[DATA FOR THIS EXERCISE — start]

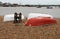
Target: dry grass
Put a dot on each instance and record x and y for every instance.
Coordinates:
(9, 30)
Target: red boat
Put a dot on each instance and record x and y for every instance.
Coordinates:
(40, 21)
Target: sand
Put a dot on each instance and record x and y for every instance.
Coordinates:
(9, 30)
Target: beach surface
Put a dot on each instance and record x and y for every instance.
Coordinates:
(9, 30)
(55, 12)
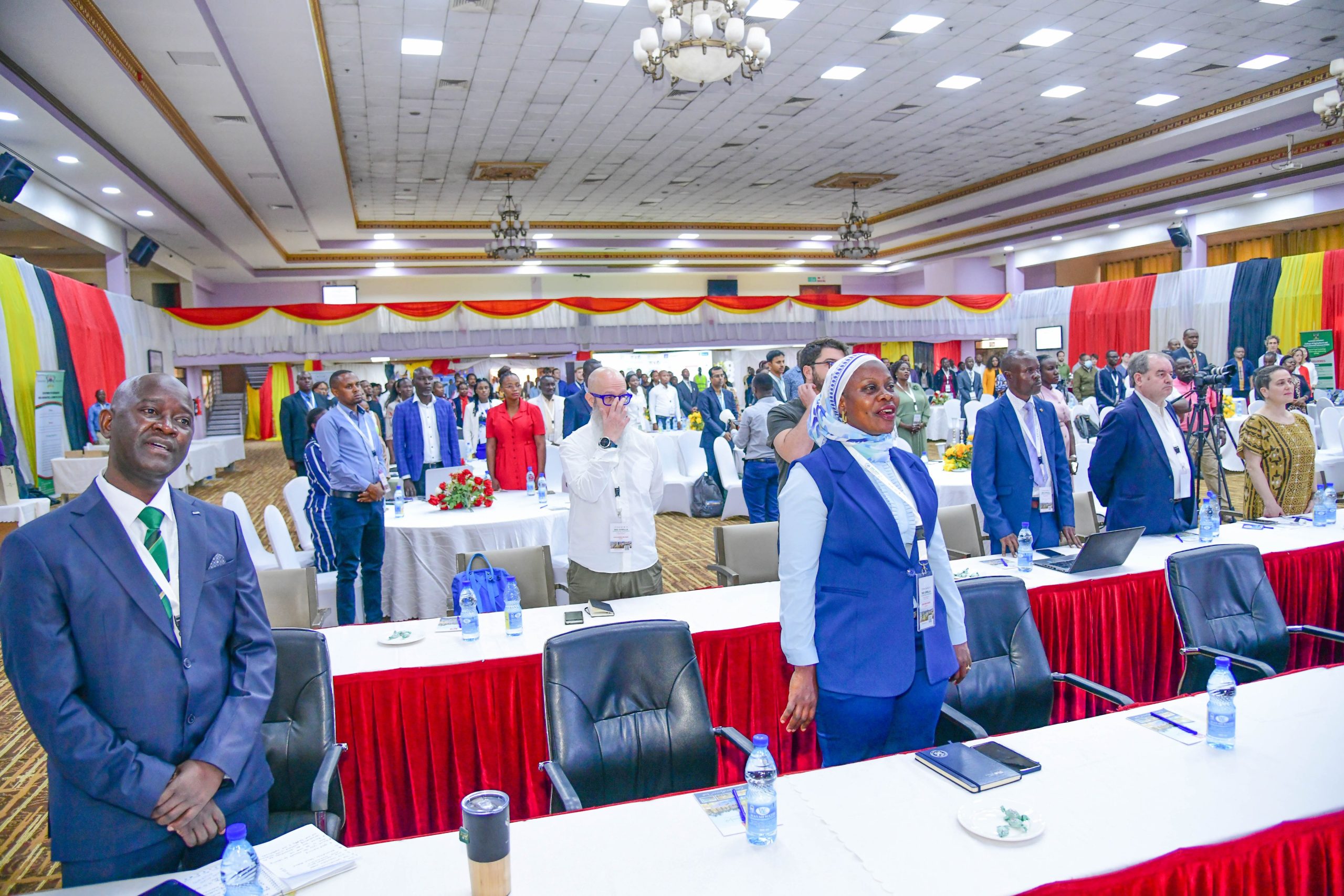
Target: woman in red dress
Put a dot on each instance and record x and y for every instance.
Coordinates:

[DATA FOR THIS EXERCISE — finish]

■ TASK GOAL
Please return each line of the listing exactly as written, excluding the images.

■ WRITTEN REPLY
Target: dry grass
Put a dot on each instance and record x and y for every instance.
Coordinates:
(9, 30)
Target: red boat
Put a dot on each instance and record x and y for every instance.
Coordinates:
(40, 21)
Target: sand
Put a dot on each instance and record x and y for every instance.
Coordinates:
(9, 30)
Target: beach surface
Put a dot on each instance and record x and y for every instance.
Coordinates:
(9, 30)
(55, 12)
Target: woman in red dress
Put a dot on each instance and record x and y for every instance.
Coordinates:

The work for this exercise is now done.